**Activity**.
Lines with the word "outline" are the answer; copy each of them from the data below.

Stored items

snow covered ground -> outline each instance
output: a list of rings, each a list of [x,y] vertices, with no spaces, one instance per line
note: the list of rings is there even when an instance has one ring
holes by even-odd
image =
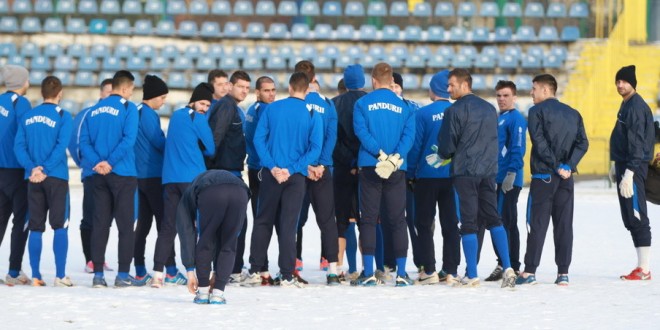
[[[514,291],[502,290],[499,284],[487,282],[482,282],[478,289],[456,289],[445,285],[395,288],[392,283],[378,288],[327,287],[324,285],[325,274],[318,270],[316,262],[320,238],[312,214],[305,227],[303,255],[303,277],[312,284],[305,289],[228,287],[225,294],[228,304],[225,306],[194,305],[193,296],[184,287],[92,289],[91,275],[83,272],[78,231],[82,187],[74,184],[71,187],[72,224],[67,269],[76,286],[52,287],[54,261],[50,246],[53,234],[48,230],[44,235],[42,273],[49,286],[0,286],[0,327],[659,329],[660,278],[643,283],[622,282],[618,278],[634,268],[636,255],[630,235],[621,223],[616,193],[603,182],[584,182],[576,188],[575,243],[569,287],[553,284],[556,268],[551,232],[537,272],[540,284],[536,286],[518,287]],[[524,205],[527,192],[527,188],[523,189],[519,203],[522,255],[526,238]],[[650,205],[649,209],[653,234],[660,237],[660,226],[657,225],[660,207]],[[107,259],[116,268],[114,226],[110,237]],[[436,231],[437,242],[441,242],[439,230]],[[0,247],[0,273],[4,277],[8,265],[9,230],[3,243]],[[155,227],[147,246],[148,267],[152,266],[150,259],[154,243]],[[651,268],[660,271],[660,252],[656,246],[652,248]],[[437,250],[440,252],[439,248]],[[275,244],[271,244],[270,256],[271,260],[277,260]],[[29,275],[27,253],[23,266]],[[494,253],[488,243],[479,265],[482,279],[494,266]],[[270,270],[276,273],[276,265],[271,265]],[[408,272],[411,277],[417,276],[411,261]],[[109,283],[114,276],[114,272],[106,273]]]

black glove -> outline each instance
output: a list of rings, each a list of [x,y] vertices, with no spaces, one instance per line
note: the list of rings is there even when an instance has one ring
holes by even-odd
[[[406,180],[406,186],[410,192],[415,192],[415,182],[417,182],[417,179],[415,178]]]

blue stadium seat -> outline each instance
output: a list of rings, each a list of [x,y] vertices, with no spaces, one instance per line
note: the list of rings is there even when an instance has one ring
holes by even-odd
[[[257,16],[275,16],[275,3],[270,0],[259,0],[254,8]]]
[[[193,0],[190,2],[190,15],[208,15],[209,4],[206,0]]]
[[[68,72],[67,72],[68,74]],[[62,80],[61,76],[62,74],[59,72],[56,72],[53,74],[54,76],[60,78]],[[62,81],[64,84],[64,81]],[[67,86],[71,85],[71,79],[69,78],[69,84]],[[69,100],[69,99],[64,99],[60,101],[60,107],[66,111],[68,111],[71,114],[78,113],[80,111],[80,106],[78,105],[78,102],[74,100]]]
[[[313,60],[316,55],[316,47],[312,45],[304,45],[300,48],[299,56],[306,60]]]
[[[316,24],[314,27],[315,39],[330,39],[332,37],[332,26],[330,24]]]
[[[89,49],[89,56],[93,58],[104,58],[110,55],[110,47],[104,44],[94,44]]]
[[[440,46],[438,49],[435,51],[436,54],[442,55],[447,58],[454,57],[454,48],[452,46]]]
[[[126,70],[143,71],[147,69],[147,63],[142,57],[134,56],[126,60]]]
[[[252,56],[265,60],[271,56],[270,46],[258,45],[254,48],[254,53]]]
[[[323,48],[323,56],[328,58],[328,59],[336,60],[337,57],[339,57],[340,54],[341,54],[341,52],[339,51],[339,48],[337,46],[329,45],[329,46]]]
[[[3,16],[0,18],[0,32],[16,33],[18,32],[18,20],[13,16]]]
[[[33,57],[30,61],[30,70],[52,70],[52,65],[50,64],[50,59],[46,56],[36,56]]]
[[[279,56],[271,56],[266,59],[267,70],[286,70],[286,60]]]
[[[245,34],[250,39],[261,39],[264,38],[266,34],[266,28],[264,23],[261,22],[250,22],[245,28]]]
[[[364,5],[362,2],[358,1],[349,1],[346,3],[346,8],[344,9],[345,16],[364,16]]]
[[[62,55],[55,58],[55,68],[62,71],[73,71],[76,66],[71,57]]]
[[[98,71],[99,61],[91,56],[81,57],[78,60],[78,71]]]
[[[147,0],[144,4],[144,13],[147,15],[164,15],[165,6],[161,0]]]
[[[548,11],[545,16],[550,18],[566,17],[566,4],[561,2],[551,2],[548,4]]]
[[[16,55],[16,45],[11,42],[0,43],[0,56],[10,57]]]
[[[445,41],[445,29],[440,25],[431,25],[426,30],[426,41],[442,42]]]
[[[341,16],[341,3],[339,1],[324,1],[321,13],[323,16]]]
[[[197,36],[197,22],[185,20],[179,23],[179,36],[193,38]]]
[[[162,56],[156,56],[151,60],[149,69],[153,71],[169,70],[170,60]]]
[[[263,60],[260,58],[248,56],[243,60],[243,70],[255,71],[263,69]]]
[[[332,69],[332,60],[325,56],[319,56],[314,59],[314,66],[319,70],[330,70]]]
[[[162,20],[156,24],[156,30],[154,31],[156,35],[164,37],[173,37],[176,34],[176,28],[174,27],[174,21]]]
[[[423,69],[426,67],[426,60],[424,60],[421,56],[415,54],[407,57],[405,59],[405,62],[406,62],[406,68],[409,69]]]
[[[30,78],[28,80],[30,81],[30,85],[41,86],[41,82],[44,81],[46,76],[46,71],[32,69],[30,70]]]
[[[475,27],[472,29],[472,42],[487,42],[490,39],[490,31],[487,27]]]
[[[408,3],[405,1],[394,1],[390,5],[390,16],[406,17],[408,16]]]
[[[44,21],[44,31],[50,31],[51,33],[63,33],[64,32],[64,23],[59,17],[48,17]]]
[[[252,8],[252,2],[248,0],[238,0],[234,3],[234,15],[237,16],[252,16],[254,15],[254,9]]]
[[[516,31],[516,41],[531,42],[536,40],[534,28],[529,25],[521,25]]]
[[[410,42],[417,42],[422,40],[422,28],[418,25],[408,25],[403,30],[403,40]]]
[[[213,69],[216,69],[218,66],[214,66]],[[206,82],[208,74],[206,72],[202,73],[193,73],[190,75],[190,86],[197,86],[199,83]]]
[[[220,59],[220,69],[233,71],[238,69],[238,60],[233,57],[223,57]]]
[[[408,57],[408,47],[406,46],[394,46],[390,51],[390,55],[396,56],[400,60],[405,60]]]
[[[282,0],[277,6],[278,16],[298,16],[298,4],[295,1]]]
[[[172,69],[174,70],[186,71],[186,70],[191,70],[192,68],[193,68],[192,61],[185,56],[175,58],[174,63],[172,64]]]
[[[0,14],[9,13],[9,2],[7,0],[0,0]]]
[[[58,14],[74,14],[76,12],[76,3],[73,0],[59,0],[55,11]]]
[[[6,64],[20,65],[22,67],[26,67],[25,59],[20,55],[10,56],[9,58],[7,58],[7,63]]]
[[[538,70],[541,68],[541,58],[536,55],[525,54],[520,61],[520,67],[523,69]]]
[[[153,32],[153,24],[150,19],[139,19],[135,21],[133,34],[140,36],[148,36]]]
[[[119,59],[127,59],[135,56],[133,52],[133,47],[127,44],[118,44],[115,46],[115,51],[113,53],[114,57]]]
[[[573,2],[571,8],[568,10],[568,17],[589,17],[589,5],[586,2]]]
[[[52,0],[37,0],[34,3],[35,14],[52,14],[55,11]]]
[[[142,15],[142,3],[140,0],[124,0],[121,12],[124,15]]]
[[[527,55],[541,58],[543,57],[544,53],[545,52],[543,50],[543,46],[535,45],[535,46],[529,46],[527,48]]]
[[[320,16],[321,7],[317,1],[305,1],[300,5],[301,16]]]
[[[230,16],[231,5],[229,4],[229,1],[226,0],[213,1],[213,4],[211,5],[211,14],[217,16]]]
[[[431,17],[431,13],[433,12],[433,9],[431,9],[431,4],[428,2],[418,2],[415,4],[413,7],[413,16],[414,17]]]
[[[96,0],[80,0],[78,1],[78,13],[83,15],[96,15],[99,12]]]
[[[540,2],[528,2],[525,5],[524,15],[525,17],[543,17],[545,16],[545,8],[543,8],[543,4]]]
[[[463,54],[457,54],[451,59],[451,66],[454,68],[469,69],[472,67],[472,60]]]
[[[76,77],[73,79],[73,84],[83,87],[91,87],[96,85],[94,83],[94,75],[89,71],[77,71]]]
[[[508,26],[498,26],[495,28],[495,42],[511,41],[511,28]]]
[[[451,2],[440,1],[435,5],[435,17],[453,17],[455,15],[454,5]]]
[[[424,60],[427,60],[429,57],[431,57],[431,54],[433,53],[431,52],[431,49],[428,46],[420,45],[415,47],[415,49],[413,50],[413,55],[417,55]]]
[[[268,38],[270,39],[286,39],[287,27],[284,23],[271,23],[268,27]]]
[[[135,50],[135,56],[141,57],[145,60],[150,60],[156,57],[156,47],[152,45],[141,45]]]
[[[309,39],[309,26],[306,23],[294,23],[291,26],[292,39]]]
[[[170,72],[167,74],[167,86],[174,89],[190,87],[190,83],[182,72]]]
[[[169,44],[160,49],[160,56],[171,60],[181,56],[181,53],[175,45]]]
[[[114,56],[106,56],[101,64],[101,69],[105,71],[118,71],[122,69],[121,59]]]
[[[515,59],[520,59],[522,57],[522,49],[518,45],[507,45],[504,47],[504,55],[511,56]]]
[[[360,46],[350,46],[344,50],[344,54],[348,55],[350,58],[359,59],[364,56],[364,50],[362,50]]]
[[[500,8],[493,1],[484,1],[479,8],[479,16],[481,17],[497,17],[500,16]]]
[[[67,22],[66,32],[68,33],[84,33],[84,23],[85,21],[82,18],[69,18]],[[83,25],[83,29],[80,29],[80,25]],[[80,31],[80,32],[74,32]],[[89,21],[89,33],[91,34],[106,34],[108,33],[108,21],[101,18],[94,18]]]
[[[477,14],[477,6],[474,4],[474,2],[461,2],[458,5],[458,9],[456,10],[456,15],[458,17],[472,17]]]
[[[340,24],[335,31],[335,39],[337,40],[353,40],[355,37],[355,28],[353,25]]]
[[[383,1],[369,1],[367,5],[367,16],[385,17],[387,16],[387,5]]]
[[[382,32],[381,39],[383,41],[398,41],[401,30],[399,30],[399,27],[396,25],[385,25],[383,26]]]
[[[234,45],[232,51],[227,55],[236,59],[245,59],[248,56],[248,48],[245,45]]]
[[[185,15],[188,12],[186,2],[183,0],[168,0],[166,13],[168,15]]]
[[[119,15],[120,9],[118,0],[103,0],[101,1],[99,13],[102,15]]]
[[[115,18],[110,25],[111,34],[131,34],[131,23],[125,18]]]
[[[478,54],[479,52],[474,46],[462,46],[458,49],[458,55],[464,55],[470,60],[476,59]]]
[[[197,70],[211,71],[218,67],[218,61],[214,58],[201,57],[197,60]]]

**Task output**.
snow covered ground -> outline each instance
black glove -> outline each instance
blue stadium seat -> outline each instance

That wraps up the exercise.